Document passage ▸

━━━━━━━━━━

# UK Soap and Drama Discussion > Emmerdale > General >  Favourite Character Of All Time

## Bryan

Running between now and Christmas is the chance for all SoapBoards members to vote for there favourite character of all time!

So send me an email or a pm with the name of your three favourite characters of all time, and Emmerdale (Im running this for each soap)) and I'll post the results at christmas time

*PLEASE DONT POST IN THIS THREAD AS IT WILL RUIN THE SURPRISE!*

bb

----------


## EJ2103

Oh come on it has to be paul lambert he's the funniest fittest bloke there is and he plays it well!! Hes so genuine and we love him

----------


## Angeltigger

Brayn said NOT To POST in this thread as it will RUIN THE SURPRISE

----------


## ~charlie-lou~

Paul Lambert!   :Cheer:

----------


## samantha nixon

youre ment to pm or email him not put it in here as like tigs says it ruins it

----------


## Bryan

*Favourite Character Of All Time Is Kim Tate!*

----------


## Jessie Wallace

Oh come on, she's wicked, i loved her, and Claire King

----------


## Abi

erm.....who?!!?!?!?!?

Joking, i've heard of her, i just aint seen her before!

----------


## feelingyellow

i saw some emmerdale programmes with her on and she looked really good! better the sadie anyway

----------


## Jessie Wallace

> erm.....who?!!?!?!?!?
> 
> Joking, i've heard of her, i just aint seen her before!


She was brilliant, way better than Sadie.

----------


## Richie_lecturer

Annie Sugden

Amos Beardley

Seth Armstrong

Kim Tate

----------


## ~charlie-lou~

> She was brilliant, way better than Sadie.


 Who _isn't_  better than Sadie?   :Roll Eyes (Sarcastic):

----------


## Richie_lecturer

Even Tricia's flattened tree is better than Sadie.

----------


## feelingyellow

> Even Tricia's flattened tree is better than Sadie.


  :Rotfl:  so harsh yet so true   :Stick Out Tongue:

----------


## Richie_lecturer

Hopefully there'll be a mini version of the Emmerdale plane crash, when Daz throws a paper aeroplane into the path of Sadie while driving.  She then swerves to avoid the object but goes off the road and careers straight into a pile of horse manure.

----------


## feelingyellow

> Hopefully there'll be a mini version of the Emmerdale plane crash, when Daz throws a paper aeroplane into the path of Sadie while driving.  She then swerves to avoid the object but goes off the road and careers straight into a pile of horse manure.

━━━━━━━━━━

Dataset content ▸
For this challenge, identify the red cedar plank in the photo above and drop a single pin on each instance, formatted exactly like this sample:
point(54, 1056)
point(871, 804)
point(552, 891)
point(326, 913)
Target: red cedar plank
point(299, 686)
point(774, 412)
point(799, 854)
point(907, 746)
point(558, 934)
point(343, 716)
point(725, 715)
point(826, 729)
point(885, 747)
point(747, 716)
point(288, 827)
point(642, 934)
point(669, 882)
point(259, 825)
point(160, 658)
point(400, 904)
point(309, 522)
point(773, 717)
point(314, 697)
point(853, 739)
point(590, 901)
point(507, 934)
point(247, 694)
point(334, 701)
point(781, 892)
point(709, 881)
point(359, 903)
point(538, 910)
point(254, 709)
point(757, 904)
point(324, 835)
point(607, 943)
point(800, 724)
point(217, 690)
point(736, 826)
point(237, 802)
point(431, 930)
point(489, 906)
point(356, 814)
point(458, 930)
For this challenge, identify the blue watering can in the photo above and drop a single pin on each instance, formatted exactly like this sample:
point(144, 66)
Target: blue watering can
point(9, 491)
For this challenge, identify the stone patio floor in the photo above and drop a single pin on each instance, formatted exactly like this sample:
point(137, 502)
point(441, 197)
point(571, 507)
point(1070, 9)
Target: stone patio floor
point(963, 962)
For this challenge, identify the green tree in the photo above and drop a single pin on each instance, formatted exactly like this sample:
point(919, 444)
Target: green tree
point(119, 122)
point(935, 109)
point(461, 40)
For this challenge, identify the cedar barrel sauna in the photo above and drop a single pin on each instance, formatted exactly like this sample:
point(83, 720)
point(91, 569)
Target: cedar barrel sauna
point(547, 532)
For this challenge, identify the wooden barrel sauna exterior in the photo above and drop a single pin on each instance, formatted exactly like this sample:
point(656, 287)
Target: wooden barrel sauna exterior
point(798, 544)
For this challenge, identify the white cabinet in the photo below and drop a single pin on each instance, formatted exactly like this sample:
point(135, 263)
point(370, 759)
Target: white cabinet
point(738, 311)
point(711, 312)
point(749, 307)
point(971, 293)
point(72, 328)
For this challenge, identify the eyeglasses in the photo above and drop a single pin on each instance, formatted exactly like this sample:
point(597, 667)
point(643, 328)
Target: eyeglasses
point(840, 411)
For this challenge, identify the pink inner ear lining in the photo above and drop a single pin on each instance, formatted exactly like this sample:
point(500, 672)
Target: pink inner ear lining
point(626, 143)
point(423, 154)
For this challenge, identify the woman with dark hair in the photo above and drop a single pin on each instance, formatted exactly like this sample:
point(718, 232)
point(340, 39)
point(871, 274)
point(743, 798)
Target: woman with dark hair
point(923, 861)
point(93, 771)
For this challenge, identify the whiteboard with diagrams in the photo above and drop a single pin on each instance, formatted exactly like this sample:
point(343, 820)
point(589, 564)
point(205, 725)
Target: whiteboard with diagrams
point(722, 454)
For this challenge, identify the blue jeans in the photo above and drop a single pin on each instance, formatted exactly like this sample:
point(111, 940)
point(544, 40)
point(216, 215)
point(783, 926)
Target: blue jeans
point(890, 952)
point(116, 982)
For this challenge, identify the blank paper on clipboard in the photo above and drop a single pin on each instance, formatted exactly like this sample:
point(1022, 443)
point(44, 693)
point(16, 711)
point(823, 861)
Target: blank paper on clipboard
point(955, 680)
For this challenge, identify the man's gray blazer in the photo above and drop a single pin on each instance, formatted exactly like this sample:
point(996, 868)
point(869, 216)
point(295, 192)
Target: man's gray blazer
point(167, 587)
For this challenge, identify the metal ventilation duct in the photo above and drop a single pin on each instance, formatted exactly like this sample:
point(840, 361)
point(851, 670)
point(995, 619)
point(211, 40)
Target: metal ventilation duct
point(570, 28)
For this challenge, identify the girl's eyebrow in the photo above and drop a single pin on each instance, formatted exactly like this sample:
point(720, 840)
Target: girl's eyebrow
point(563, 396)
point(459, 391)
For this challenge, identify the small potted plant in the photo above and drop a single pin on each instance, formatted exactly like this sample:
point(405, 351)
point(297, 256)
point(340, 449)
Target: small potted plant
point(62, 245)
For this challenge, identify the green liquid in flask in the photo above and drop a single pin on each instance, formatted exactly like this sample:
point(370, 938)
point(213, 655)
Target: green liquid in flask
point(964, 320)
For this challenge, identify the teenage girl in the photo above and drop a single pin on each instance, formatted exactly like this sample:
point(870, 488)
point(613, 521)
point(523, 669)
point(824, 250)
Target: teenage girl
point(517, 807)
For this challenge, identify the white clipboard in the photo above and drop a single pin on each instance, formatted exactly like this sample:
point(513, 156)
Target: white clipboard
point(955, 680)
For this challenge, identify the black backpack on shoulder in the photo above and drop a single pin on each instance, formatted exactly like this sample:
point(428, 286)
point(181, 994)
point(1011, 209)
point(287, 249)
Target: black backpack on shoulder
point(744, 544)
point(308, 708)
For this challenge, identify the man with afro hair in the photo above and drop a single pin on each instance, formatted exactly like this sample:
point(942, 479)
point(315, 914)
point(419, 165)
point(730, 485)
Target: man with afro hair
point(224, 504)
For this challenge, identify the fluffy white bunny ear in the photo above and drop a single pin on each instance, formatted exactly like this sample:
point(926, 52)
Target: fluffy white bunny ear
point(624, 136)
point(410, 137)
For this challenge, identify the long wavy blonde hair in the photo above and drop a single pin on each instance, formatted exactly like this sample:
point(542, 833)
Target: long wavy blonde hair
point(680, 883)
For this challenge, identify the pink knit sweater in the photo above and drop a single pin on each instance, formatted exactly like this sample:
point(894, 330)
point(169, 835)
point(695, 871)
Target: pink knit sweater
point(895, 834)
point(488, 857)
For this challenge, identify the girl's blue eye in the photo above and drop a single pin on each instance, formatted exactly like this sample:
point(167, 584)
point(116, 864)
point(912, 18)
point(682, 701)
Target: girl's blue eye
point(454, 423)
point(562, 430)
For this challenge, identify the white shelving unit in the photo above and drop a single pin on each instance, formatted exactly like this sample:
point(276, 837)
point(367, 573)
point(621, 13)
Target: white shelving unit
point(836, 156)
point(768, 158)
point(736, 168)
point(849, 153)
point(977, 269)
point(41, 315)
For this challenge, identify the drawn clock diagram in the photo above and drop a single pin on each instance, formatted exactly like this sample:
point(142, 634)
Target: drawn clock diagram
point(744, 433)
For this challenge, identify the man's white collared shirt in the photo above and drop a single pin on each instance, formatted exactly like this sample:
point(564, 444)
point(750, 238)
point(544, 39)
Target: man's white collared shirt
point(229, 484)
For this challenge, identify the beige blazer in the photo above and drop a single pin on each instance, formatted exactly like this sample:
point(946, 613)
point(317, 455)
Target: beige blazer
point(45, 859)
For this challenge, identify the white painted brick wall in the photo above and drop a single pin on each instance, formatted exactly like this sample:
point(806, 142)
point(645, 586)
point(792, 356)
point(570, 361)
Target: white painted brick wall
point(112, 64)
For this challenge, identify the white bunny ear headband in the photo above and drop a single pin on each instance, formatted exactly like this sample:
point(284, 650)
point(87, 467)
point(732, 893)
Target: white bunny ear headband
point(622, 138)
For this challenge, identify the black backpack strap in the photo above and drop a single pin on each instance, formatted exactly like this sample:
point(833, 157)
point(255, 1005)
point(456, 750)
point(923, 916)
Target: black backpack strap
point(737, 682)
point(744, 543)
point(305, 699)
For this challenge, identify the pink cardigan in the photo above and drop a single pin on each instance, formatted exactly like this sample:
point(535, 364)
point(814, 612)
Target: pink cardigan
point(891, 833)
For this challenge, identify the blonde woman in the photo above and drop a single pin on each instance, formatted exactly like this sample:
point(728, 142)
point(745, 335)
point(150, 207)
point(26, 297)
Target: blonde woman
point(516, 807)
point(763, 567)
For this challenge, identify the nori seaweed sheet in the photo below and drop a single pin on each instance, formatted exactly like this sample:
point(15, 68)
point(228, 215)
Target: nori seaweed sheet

━━━━━━━━━━

What you need to do ▸
(a) Please translate this sentence from the Emmerdale forum thread into Spanish: "Even Tricia's flattened tree is better than Sadie."
(b) In the Emmerdale forum thread, which character does Bryan announce as the favourite character of all time?

Solutions to the exercise ▸
(a) Incluso el árbol aplastado de Tricia es mejor que Sadie.

(b) Kim Tate